= Problem requirements =
Every line of the records that contains "clicks" should be tallied, and only the resulting number returned.

╭─ Materials provided

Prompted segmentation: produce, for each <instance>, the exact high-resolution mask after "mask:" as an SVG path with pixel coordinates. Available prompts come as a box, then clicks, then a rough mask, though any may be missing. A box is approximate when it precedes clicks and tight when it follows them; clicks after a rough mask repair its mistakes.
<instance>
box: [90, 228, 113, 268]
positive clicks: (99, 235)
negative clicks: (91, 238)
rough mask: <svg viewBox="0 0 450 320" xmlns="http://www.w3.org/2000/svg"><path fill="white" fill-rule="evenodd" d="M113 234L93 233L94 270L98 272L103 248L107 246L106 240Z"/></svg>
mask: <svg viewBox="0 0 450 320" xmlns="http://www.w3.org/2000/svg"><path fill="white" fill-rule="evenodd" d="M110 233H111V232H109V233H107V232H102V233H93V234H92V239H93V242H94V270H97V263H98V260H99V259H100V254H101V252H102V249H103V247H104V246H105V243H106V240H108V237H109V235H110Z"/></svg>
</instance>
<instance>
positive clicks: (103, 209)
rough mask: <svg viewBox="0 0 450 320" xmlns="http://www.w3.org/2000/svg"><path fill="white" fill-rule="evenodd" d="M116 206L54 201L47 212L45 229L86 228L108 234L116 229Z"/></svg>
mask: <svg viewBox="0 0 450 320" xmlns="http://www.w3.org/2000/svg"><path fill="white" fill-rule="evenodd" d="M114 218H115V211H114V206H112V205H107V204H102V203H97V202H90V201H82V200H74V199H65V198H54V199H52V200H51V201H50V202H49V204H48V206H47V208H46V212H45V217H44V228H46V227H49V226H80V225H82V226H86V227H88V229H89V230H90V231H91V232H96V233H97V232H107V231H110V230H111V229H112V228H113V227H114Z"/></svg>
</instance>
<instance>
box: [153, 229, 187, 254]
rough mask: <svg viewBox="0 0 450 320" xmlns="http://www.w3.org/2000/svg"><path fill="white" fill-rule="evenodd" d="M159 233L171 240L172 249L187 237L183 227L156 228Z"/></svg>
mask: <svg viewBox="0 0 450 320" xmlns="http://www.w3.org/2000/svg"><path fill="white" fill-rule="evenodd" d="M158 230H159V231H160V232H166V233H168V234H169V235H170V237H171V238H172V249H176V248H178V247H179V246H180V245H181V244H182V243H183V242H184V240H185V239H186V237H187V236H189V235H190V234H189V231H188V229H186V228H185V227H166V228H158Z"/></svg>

╰─

= Reply to the task =
4